Mohon tunggu...
I Nyoman Tika
I Nyoman Tika Mohon Tunggu... Dosen - Dosen Kimia Undiksha - Hoby menanam anggur

Jalan jalan dan berkebun

Selanjutnya

Tutup

Sosbud Pilihan

Imlek dan Barongsai Di Desa Catur Kintamani

29 Januari 2025   20:42 Diperbarui: 29 Januari 2025   20:42 53
+
Laporkan Konten
Laporkan Akun
Kompasiana adalah platform blog. Konten ini menjadi tanggung jawab bloger dan tidak mewakili pandangan redaksi Kompas.

 

Salah satu desa yang ada kominitas Tionghoanya di Bali,  adalah  banjar lampu desa Catur Kintamani.  Saya bersama istri dan anak-anak, berkesempatan hadir mengikuti perayaan Imleksdi desa Catur itu, tepatnya di banjar Lampu, 

Saya berangkat sekitar pukul 8.00 Pagi, menusuri jalan Singaraja Kintamani, hujan gerimis menghantar perjalanan itu. Perjalanan sepanjang 42,3 Km kami tempuh 1 jam, 23 menit tepat seperti yang dituliskan dalam Google map. Dari jalan raya Kitanman, pas ada pertigaan lampu , kami belok kanan ,diantara hutan pinus yang terus melambai karena  di tiup angin, banyak kendaraan yang lalu lang, khususnya truck besar mengangkut buah jeruk, karena disana hasil utamanya adalah jeruk. 

Desa Catur terletak di antara pegunungan Penulisan, Batur, Catur, dan Mangu, yang berbatasan dengan tiga kabupaten: Badung, Buleleng, dan Bangli. Lokasi desa ini berada sekitar 15 km barat laut dari Kintamani dan 36 km dari Bangli, serta 76 km dari Denpasar. Nama Desa Catur berasal dari pegunungan Catur yang terletak sekitar 5 km ke barat desa, dekat dengan Banjar Mungsengan, salah satu banjar Pakraman di wilayah Desa Pakraman Catur.
################
Petunjuk Tugas ::
1 > Jawablah pertanyaan tentang teks Imlek di Desa Catur ini:
(a) Berapa jarak perjalanan menuju desa itu, dan berapa lama ditempuh?
(b) Apa hasil utama di daerah tersebut?
(c) Dari mana nama Desa Catur berasal?
2 > Bisakah Anda menuntaskan bagian berikutnya dari teks Imlek di Desa Catur, dimulai sesudah kalimat terakhir yang tercantum?
Butir-butir data sesudah teks ini adalah bahan yang terpisah darinya.

Entri pelabelan lokasi gambar:
################
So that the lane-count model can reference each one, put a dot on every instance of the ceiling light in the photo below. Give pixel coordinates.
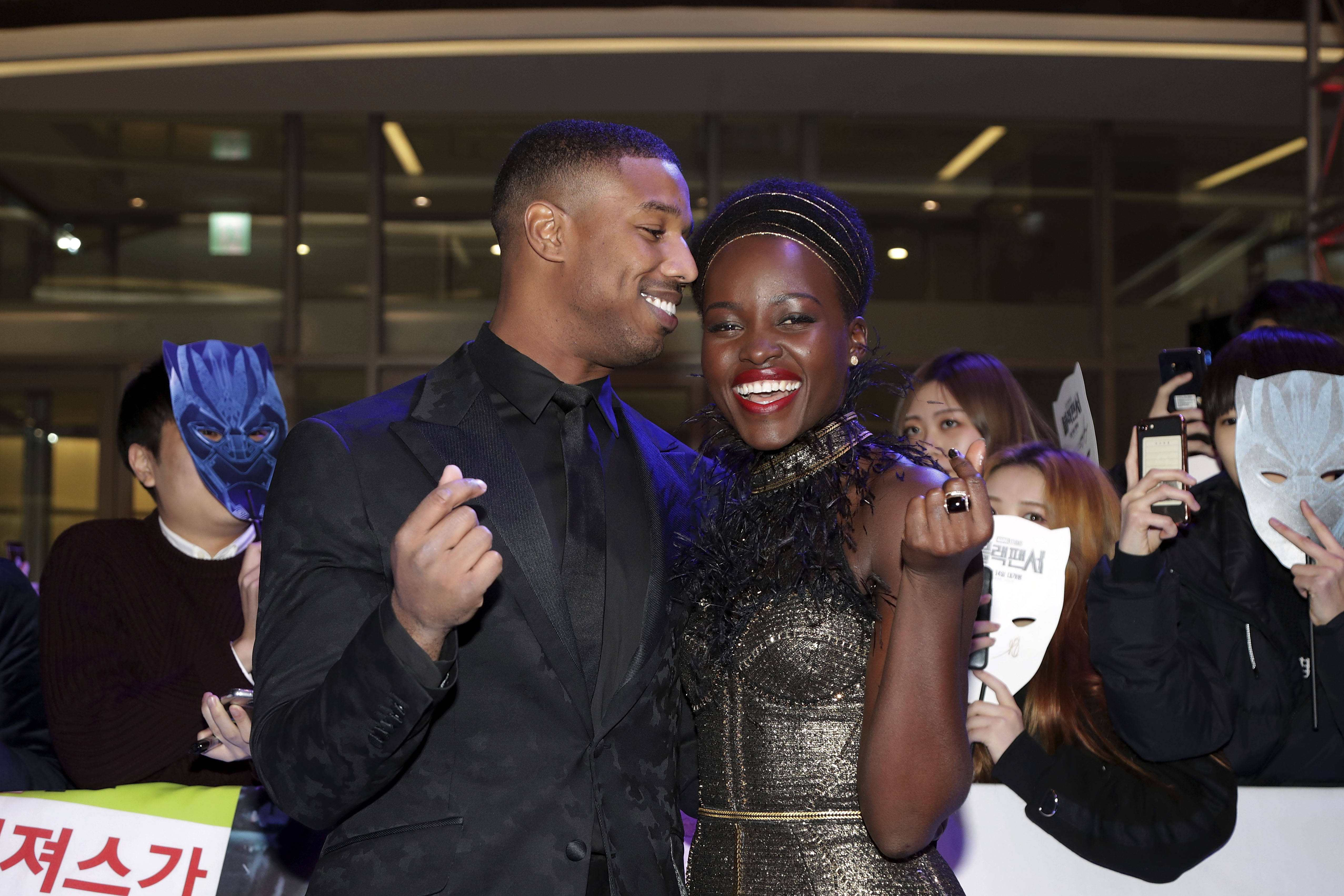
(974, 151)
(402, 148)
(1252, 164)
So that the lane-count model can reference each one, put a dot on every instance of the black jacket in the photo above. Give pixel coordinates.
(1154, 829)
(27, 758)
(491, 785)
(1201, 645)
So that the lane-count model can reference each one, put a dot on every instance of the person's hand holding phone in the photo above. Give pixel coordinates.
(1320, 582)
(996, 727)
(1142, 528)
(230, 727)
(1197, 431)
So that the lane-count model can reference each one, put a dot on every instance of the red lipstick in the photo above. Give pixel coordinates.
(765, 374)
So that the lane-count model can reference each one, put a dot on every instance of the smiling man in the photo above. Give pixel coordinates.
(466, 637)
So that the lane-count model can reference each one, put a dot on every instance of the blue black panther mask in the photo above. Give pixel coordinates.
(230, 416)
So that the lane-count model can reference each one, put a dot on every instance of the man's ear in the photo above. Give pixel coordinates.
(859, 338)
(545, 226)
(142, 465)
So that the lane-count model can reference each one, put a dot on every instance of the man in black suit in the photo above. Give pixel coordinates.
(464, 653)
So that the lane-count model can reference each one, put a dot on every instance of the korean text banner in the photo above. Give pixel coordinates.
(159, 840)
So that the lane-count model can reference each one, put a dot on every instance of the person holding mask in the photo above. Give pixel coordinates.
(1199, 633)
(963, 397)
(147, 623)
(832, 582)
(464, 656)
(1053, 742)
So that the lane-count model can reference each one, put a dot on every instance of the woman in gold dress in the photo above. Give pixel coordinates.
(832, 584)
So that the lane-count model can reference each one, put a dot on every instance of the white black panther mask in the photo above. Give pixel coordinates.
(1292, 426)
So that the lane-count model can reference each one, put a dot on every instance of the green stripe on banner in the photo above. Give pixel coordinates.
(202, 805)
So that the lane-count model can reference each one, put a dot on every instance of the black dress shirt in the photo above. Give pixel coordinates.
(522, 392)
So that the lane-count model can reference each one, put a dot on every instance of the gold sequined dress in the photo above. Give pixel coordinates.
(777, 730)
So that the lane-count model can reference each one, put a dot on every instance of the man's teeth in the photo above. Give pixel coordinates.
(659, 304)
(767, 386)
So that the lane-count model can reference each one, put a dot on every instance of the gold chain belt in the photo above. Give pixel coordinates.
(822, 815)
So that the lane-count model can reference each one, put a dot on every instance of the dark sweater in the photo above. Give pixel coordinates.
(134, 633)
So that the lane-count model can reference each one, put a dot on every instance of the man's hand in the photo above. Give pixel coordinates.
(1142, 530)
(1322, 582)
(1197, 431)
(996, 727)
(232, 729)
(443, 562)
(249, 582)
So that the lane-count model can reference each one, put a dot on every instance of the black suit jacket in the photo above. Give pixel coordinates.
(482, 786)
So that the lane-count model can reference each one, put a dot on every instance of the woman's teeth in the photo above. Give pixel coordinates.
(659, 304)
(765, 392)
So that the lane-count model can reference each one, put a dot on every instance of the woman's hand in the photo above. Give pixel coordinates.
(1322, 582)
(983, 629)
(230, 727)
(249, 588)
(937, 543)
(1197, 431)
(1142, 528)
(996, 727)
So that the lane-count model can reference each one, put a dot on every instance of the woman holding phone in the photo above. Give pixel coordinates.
################
Jawaban Berurutan ::
1 >
(a) Jaraknya 42,3 km dan ditempuh dalam 1 jam 23 menit.
(b) Hasil utamanya adalah jeruk.
(c) Nama itu berasal dari pegunungan Catur, yang terletak sekitar 5 km ke barat desa.

2 >
Desa Catur terbagi menjadi tiga dusun dan tiga banjar pakraman: Banjar Pakraman Mungsengan, Banjar Pakraman Catur, dan Banjar Pakraman Lampu. Jika perjalanan dilakukan dari Puncak Penulisan ke barat laut, akan melewati desa yang subur dan hijau ini dengan tanaman perkebunan. Dari Desa Catur, dapat menuju wilayah Buleleng, seperti Desa Sekumpul, Desa Lemukih, dan Desa Bebetin, Kecamatan Sawan, atau menuju Desa Pelaga di Kecamatan Petang, Kabupaten Badung.

Dibanjar lampu , desa catutr itu terdapat tidak kurang 70 KK Tionghoa, kurang lebih 350 Jiwa) yang secara turun temurun telah terintgarasi dengan penduduk desa catur, Di wilayah desa yang umum di bali ada kayangan tiga Pusaeh , dalem bale agung, mereka masuk dalam adat desa catur itu, Tempat pemujaan selain di masing-masing rumah tangga, juga di tingkat desa di pusatkan di Pura Puseh Desa catur.  Salah satu tokoh . Li Giok Tian menyatakan bahwa nenek moyangnya telah lahir di desa ini, meskipun tidak diketahui secara pasti sejak kapan etnis Tionghoa bermukim di sini, kemungkinan sejak masa kejayaan Kerajaan Karangasem yang mengunjungi Tiongkok dan membawa pasukan Tionghoa untuk menjaga perbatasan di daerah Banjar Mungsengan. Pada awalnya, masyarakat Tionghoa yang berjumlah 11 orang bertugas sebagai pasukan penjaga perbatasan antara Bangli, Badung, dan Buleleng.

Ada keunikan bagi etnis Tionghoa di Desa Catur yang patut disimak sesuai penuturan Li Giok Tian bahwa status agamanya adalah beragama Hindu, hal itu dibuktikan dengan tatanan kehidupannya secara rutin dilakukan secara agama Hindu. Setiap kepala keluarga dari etnis Tionghoa memihiki tempat suci keluarga berupa Sanggah, Kemulan Taksu, Padmasari dan pelinggih lainnya yang terletak di bagian hulu rumahnya (tidak dekat jalan raya), sedangkan krama Hindu asli letak pura keluarga berada di pinggir jalan. Letak pemukiman etnis Tionghoa di banjar Lampu itu adalah ngomplek di sebelah kiri jalan, yang membentang dari pertigaan depan pasar desa Catur menuju ke arah barat sampai di batas banjar Lampu, sedangkan krama Hindu asli berada di sebelah kanan jalan (di sebelah utara jalan).

Lokasi Desa Catur Kintamani (Sumber: Google maps) 
Lokasi Desa Catur Kintamani (Sumber: Google maps)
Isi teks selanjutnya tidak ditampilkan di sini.